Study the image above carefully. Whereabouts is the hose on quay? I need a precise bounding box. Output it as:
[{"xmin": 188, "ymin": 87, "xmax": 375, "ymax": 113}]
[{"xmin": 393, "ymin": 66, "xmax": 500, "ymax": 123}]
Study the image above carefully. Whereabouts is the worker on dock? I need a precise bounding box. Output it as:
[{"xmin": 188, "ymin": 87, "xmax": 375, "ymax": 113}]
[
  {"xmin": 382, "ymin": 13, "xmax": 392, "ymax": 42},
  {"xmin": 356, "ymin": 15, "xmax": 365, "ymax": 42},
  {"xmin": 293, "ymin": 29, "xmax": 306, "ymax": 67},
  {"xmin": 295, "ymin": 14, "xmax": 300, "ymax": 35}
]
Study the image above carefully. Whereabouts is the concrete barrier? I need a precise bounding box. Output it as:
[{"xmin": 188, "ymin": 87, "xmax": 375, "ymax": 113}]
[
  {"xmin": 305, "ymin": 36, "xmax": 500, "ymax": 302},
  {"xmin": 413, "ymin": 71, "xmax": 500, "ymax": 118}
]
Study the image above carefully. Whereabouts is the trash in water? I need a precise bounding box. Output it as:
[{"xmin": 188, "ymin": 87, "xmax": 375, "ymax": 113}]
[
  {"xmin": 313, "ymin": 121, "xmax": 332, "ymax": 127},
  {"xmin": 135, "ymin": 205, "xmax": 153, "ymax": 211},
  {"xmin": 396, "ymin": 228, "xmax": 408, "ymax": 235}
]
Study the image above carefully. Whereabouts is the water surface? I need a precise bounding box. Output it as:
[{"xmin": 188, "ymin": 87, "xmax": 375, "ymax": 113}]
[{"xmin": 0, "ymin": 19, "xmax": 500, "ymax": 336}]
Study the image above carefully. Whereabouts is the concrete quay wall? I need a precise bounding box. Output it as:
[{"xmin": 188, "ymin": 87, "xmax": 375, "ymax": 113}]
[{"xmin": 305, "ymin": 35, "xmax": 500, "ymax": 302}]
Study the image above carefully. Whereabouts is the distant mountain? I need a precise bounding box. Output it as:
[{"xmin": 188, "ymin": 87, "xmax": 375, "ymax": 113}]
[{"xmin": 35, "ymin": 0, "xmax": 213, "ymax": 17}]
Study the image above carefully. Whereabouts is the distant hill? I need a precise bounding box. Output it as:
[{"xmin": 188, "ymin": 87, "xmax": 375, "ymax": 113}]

━━━━━━━━━━━━━━━━━━━━━━━━━━━━━━

### Short task
Turn each line of the data above into an entry in a numbered list, skipping any blank lines.

### Task solution
1. Study the image above carefully. Whereabouts is the hose on quay? I need a precise bounding box. Output it as:
2. [{"xmin": 188, "ymin": 87, "xmax": 375, "ymax": 113}]
3. [{"xmin": 393, "ymin": 66, "xmax": 500, "ymax": 123}]
4. Study the image above carefully. Whereabouts is the worker on dock? I need a precise bounding box. Output it as:
5. [{"xmin": 188, "ymin": 87, "xmax": 375, "ymax": 113}]
6. [
7.   {"xmin": 382, "ymin": 13, "xmax": 392, "ymax": 42},
8.   {"xmin": 356, "ymin": 15, "xmax": 365, "ymax": 42},
9.   {"xmin": 293, "ymin": 29, "xmax": 306, "ymax": 67},
10.   {"xmin": 295, "ymin": 14, "xmax": 300, "ymax": 35}
11. ]
12. Study the image above carefully. Whereabouts is the concrete barrier? I need a precise bounding box. Output it as:
13. [{"xmin": 188, "ymin": 87, "xmax": 375, "ymax": 113}]
14. [
15.   {"xmin": 305, "ymin": 36, "xmax": 500, "ymax": 302},
16.   {"xmin": 413, "ymin": 71, "xmax": 500, "ymax": 118}
17. ]
18. Study the image above carefully. Whereabouts is the trash in water? I need a precise bounding box. Output it as:
19. [{"xmin": 188, "ymin": 87, "xmax": 375, "ymax": 113}]
20. [
21.   {"xmin": 313, "ymin": 121, "xmax": 332, "ymax": 127},
22.   {"xmin": 135, "ymin": 205, "xmax": 153, "ymax": 211},
23.   {"xmin": 396, "ymin": 228, "xmax": 408, "ymax": 235}
24. ]
25. Study the image above carefully. Whereabouts is the water surface? I need a precise bounding box. Output it as:
26. [{"xmin": 188, "ymin": 87, "xmax": 375, "ymax": 113}]
27. [{"xmin": 0, "ymin": 19, "xmax": 500, "ymax": 336}]
28. Study the image above carefully. Whereabouts is the concrete quay wall? I need a precise bounding box. Output it as:
29. [{"xmin": 188, "ymin": 87, "xmax": 375, "ymax": 113}]
30. [{"xmin": 305, "ymin": 35, "xmax": 500, "ymax": 302}]
31. Study the image above carefully. Whereabouts is the distant mountain? I need a precise bounding box. Output it as:
32. [{"xmin": 188, "ymin": 87, "xmax": 375, "ymax": 113}]
33. [{"xmin": 35, "ymin": 0, "xmax": 213, "ymax": 17}]
34. Study the image above carefully. Whereabouts is the distant hill? I need a precise bounding box. Output it as:
35. [{"xmin": 188, "ymin": 87, "xmax": 375, "ymax": 113}]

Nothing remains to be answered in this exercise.